**What you need to do**
Reproduce the listing below line for line, with every character left unchanged.
******************************
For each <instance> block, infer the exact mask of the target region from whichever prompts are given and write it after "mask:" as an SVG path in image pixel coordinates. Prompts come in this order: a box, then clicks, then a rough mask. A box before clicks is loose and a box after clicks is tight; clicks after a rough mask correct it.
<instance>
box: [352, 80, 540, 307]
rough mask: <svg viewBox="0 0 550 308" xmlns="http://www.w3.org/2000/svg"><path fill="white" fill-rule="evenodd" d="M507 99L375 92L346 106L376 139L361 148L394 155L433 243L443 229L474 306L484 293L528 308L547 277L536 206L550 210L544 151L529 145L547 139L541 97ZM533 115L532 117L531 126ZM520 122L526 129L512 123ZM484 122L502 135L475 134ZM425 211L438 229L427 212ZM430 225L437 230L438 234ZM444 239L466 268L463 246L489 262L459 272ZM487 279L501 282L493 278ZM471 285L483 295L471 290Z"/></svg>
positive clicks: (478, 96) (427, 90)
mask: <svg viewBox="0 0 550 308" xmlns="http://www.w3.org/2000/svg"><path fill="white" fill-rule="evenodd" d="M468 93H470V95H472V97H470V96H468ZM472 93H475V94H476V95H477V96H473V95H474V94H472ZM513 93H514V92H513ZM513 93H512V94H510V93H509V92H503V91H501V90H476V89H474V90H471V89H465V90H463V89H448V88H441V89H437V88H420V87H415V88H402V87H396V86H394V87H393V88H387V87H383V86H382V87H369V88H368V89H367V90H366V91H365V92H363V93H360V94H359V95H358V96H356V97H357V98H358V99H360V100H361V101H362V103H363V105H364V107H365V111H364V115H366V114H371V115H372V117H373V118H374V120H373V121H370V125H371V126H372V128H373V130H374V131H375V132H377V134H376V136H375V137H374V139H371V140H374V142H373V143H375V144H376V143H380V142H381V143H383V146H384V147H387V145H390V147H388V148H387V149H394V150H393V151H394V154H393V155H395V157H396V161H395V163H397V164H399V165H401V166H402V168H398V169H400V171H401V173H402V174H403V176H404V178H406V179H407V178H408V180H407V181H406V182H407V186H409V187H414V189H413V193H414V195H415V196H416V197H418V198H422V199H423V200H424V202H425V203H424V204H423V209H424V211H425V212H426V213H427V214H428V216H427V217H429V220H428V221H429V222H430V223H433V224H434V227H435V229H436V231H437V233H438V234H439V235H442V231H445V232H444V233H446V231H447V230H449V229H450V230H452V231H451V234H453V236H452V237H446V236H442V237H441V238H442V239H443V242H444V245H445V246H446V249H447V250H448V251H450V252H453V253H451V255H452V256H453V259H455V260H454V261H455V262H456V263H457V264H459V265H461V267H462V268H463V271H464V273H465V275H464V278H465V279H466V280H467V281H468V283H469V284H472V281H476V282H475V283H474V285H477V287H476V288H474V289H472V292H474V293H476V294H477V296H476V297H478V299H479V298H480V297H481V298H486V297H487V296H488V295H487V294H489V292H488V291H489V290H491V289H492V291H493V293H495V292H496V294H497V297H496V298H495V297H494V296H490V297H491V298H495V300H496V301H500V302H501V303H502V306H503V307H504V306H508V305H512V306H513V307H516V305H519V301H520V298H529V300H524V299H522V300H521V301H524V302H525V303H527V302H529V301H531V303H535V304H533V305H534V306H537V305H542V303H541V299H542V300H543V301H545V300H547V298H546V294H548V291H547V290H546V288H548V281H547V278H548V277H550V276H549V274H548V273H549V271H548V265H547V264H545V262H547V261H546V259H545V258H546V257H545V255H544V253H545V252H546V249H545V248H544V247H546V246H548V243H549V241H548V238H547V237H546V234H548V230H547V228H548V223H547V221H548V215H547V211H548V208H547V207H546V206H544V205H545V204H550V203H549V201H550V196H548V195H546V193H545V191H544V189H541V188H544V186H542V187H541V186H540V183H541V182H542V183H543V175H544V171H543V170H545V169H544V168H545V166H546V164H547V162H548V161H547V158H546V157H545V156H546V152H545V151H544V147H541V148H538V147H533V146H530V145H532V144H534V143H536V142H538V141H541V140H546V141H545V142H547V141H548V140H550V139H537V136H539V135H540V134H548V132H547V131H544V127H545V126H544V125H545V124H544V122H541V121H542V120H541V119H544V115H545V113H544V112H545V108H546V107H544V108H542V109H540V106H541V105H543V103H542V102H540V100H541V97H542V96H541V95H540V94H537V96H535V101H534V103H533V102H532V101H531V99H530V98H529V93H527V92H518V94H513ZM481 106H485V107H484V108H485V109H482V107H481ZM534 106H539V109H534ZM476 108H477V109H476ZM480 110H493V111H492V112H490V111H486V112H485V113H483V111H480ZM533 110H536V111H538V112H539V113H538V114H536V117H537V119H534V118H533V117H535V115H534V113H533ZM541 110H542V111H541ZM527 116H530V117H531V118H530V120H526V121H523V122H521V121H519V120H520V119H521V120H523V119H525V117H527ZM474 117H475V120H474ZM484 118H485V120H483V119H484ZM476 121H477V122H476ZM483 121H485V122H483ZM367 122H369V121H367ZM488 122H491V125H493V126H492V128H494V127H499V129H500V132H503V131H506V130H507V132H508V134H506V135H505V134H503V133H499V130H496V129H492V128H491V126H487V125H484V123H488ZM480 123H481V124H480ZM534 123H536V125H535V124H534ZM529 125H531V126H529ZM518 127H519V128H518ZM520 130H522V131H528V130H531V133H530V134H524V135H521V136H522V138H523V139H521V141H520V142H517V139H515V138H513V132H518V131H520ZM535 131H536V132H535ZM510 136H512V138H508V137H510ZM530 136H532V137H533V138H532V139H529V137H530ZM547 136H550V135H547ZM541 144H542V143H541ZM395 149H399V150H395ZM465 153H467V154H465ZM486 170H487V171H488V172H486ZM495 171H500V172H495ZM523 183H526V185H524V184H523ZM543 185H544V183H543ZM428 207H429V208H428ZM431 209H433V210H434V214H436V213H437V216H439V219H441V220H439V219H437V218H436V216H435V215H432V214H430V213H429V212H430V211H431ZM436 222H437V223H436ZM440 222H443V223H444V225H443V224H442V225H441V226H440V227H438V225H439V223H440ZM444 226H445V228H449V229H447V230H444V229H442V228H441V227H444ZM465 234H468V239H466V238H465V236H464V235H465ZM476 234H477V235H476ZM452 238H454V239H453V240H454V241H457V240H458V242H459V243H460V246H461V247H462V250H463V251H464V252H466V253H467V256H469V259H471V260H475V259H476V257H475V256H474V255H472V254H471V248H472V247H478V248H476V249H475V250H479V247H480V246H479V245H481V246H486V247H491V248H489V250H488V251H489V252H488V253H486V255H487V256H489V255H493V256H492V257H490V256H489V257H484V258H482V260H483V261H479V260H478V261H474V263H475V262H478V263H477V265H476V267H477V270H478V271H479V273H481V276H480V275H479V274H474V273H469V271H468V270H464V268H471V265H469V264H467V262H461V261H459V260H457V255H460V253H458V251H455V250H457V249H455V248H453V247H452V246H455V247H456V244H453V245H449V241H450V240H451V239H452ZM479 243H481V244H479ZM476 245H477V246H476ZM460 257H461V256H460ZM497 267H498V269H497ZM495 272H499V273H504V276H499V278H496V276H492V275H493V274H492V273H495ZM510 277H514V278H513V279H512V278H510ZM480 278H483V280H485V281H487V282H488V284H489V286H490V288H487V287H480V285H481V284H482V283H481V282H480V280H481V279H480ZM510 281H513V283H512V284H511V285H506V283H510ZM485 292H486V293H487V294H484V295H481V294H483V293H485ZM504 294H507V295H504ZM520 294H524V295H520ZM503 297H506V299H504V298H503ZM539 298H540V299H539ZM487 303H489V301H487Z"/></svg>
******************************
**Response**
For each <instance> block, infer the exact mask of the target region from whichever prompts are given and write it after "mask:" as an SVG path in image pixel coordinates. Prompts come in this order: a box, then clicks, then a rough mask. A box before clicks is loose and a box after clicks is tight; clicks after a rough mask correct it.
<instance>
box: [352, 80, 540, 307]
rough mask: <svg viewBox="0 0 550 308" xmlns="http://www.w3.org/2000/svg"><path fill="white" fill-rule="evenodd" d="M507 99L375 92L346 106L376 139L361 148L394 155L433 243L443 229L474 306L484 293L528 308L547 277L536 206L550 210L544 151L529 145L547 139L541 97ZM533 115L532 117L531 126ZM520 122L526 129L512 123ZM484 122L502 135L475 134ZM425 211L438 229L427 212ZM430 225L437 230L438 234ZM444 239L466 268L463 246L489 262L459 272ZM487 279L501 282L493 278ZM471 285L483 295L471 290Z"/></svg>
positive clicks: (478, 96) (427, 90)
mask: <svg viewBox="0 0 550 308" xmlns="http://www.w3.org/2000/svg"><path fill="white" fill-rule="evenodd" d="M468 93H470V95H472V97H470V96H468ZM472 93H475V94H476V95H477V96H473V95H474V94H472ZM513 93H514V92H513ZM513 93H512V94H510V93H509V92H503V91H501V90H476V89H474V90H471V89H465V90H463V89H448V88H441V89H437V88H420V87H415V88H402V87H396V86H394V87H393V88H387V87H383V86H382V87H369V88H368V89H367V90H366V91H365V92H363V93H360V94H359V95H358V96H356V97H357V98H358V99H360V100H361V101H362V103H363V105H364V107H365V111H364V115H366V114H371V115H372V117H373V118H374V120H373V121H370V125H371V126H372V128H373V130H374V131H375V132H377V134H376V136H375V137H374V139H371V140H374V142H373V143H375V144H376V143H380V142H381V143H383V146H384V147H387V145H390V147H388V148H387V149H394V150H393V151H394V154H393V155H395V157H396V161H395V163H397V164H399V165H401V166H402V168H398V169H400V171H401V173H402V174H403V176H404V178H406V179H407V178H408V180H407V181H406V182H407V186H409V187H414V189H413V193H414V195H415V196H416V197H418V198H422V199H423V200H424V202H425V203H424V204H423V209H424V211H425V212H426V213H427V214H428V216H427V217H429V220H428V221H429V222H430V223H433V224H434V227H435V229H436V231H437V233H438V234H439V235H442V231H445V232H444V233H446V231H447V230H449V229H450V230H452V231H451V234H453V236H452V237H446V236H442V237H441V238H442V239H443V242H444V245H445V246H446V249H447V250H448V251H450V252H453V253H451V255H452V256H453V259H455V260H454V261H455V262H456V263H457V264H459V265H461V267H462V268H463V271H464V273H465V275H464V278H465V279H466V280H467V281H468V283H469V284H472V281H476V282H475V283H474V285H477V287H476V288H474V289H472V292H474V293H476V294H477V296H476V297H478V299H479V298H480V297H481V298H486V297H487V296H488V295H487V294H489V292H488V291H489V290H491V289H492V291H493V293H495V292H496V294H497V297H496V298H495V297H494V296H490V297H491V298H495V300H496V301H500V302H501V303H502V306H503V307H504V306H508V305H512V306H513V307H516V305H519V301H520V298H529V300H524V299H522V300H521V301H524V302H525V303H527V302H529V301H531V303H535V304H533V305H534V306H537V305H542V303H541V299H542V300H543V301H545V300H547V298H546V294H548V291H547V290H546V288H548V281H547V278H548V277H550V276H549V274H548V273H549V271H548V265H547V264H545V262H547V261H546V259H545V258H546V257H545V255H544V253H545V252H546V249H545V248H544V247H546V246H548V243H549V241H548V238H547V237H546V234H548V230H547V228H548V223H547V221H548V215H547V211H548V208H547V207H546V206H544V205H545V204H550V203H549V201H550V196H548V195H546V193H545V191H544V189H541V188H544V186H542V187H541V186H540V183H541V182H542V183H543V175H544V171H543V170H545V169H544V168H545V166H546V164H547V162H548V161H547V158H546V157H545V156H546V152H545V151H544V147H541V148H538V147H533V146H530V145H532V144H534V143H536V142H538V141H541V140H546V141H545V142H547V141H548V140H550V139H537V136H539V135H540V134H548V132H547V131H544V127H545V126H544V125H545V124H544V122H541V121H542V120H541V119H544V115H545V113H544V112H545V108H546V107H544V108H542V109H540V106H541V105H543V103H542V102H540V100H541V97H542V96H541V95H540V94H537V96H535V101H534V103H533V102H532V101H531V99H530V98H529V93H527V92H518V94H513ZM481 106H485V107H484V108H485V109H482V107H481ZM534 106H539V109H534ZM476 108H477V109H476ZM480 110H493V111H492V112H490V111H486V112H485V113H483V111H480ZM533 110H536V111H538V112H539V113H538V114H536V117H537V119H534V118H533V117H535V115H534V113H533ZM541 110H542V111H541ZM527 116H530V117H531V118H530V120H526V121H523V122H521V121H519V120H520V119H521V120H523V119H525V117H527ZM474 117H475V120H474ZM484 118H485V120H483V119H484ZM476 121H477V122H476ZM483 121H485V122H483ZM367 122H369V121H367ZM488 122H491V125H493V126H492V128H494V127H499V129H500V132H503V131H506V130H507V132H508V134H506V135H505V134H503V133H499V130H496V129H492V128H491V126H487V125H484V123H488ZM480 123H481V124H480ZM534 123H536V125H535V124H534ZM529 125H531V126H529ZM518 127H519V128H518ZM520 130H522V131H528V130H531V133H530V134H524V135H521V136H522V138H523V139H521V141H520V142H517V139H515V138H513V132H518V131H520ZM535 131H536V132H535ZM510 136H512V138H508V137H510ZM530 136H532V137H533V138H532V139H529V137H530ZM547 136H550V135H547ZM541 144H542V143H541ZM395 149H399V150H395ZM465 153H467V154H465ZM486 170H487V171H488V172H486ZM495 171H500V172H495ZM523 183H526V185H524V184H523ZM543 185H544V183H543ZM428 207H429V208H428ZM431 209H433V210H434V214H436V213H437V216H439V219H441V220H439V219H437V218H436V216H435V215H432V214H430V213H429V212H430V211H431ZM436 222H437V223H436ZM440 222H443V223H444V225H443V224H442V225H441V226H440V227H438V225H439V223H440ZM444 226H445V228H449V229H447V230H444V229H442V228H441V227H444ZM465 234H468V239H466V238H465V236H464V235H465ZM476 234H477V235H476ZM452 238H454V239H453V240H454V241H457V240H458V242H459V243H460V246H461V247H462V250H463V251H464V252H466V253H467V256H469V259H471V260H475V259H476V257H475V256H474V255H472V254H471V248H472V247H478V248H476V249H475V250H479V247H480V246H479V245H481V246H486V247H491V248H489V250H488V251H489V252H488V253H486V255H487V256H489V255H493V256H492V257H490V256H489V257H484V258H482V260H483V261H479V260H478V261H474V263H475V262H478V263H477V265H476V267H477V270H478V271H479V273H481V276H480V275H479V274H474V273H469V271H468V270H464V268H471V265H469V264H467V262H461V261H459V260H457V255H460V253H458V251H455V250H457V249H455V248H453V247H452V246H455V247H456V244H453V245H449V241H450V240H451V239H452ZM479 243H481V244H479ZM476 245H477V246H476ZM460 257H461V256H460ZM497 267H498V269H497ZM495 272H499V273H504V276H499V278H496V276H492V275H493V274H492V273H495ZM510 277H514V278H513V279H512V278H510ZM480 278H483V280H485V281H487V282H488V284H489V286H490V288H487V287H480V285H481V284H482V283H481V282H480V280H481V279H480ZM510 281H513V283H512V284H511V285H506V283H510ZM485 292H486V293H487V294H484V295H481V294H483V293H485ZM504 294H507V295H504ZM520 294H524V295H520ZM503 297H506V299H504V298H503ZM539 298H540V299H539ZM487 303H489V301H487Z"/></svg>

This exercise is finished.